§ **Problemas y tareas**:
1. Según los vecinos citados en el texto, ¿qué función cumplía Joel Rivas en la banda de El Pochi?
2. Transcribe literalmente el pasaje del texto que empieza con las palabras "Antonio toma la" y concluye con "pesadilla: Joel Rivas.".
3. Enumera todas las acciones que Antonio realiza con la carpeta marrón en la primera oración del texto.

+++ Texto para leer

Antonio toma la carpeta marrón ya gastada por el uso, la apoya sobre sus piernas y la abre. Como si supiera exactamente dónde buscar, saca una hoja impresa con un collage de imágenes, e identifica a cada uno de los que asestaron el golpe durante el novenario del muchacho de Caño Méndez. Allí, en un recuadro superior, está el hombre que se aparece en sus sueños en forma de pesadilla: Joel Rivas.
Cuentan los vecinos que Joel era uno de los integrantes de la banda de El Pochi y era “el que recogía los muertos”. Su aspiración, como la de otros jóvenes de la zona, es sostener el único poder que conocen, ya sea de un lado o del otro, y como en los juegos de niños se convierten en policía o en ladrón.

++++++
+++ Extractos de datos

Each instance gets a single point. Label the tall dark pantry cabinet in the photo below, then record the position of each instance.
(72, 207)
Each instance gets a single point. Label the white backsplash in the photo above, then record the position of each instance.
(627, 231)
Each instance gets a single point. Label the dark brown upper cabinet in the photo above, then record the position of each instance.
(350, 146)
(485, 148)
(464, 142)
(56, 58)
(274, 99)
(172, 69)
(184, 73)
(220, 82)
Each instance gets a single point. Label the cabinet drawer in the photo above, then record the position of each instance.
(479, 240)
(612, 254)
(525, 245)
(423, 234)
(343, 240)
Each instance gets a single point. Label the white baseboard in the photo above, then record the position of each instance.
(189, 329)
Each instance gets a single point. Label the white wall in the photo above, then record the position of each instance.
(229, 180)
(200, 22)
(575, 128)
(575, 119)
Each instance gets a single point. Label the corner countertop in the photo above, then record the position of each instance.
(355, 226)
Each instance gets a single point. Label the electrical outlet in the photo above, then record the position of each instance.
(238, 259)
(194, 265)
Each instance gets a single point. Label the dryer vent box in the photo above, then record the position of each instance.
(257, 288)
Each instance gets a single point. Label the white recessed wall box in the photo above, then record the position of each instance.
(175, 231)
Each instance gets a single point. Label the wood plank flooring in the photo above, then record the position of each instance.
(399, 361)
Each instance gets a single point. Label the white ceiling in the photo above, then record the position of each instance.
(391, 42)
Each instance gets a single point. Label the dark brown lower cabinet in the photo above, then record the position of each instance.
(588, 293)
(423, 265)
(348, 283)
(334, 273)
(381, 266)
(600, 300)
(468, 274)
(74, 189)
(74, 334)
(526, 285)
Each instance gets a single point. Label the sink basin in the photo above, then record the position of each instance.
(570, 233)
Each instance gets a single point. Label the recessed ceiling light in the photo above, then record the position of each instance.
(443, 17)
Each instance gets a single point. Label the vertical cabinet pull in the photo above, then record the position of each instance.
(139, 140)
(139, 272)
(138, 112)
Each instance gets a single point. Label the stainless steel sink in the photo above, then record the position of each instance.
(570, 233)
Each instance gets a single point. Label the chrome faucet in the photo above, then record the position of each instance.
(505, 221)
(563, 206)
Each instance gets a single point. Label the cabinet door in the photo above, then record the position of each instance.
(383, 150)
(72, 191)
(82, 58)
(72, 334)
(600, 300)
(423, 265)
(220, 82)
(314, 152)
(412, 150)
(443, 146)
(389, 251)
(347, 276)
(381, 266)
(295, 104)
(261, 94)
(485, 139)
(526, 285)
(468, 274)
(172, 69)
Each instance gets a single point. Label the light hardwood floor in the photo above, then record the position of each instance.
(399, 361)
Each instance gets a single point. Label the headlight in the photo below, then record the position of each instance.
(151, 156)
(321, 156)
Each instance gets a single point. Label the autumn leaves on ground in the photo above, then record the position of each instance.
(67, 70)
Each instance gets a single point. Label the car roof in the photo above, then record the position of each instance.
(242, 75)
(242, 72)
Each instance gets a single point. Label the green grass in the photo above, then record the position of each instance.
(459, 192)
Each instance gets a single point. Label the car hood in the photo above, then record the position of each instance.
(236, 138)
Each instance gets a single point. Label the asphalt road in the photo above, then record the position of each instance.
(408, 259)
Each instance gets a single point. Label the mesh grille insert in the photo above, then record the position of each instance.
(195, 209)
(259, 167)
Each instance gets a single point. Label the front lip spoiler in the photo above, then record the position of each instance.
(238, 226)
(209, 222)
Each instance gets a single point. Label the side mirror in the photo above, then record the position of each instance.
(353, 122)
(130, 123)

++++++

§ **Respuestas**:
1. Era "el que recogía los muertos".

2.
Antonio toma la carpeta marrón ya gastada por el uso, la apoya sobre sus piernas y la abre. Como si supiera exactamente dónde buscar, saca una hoja impresa con un collage de imágenes, e identifica a cada uno de los que asestaron el golpe durante el novenario del muchacho de Caño Méndez. Allí, en un recuadro superior, está el hombre que se aparece en sus sueños en forma de pesadilla: Joel Rivas.

3. La toma, la apoya sobre sus piernas y la abre.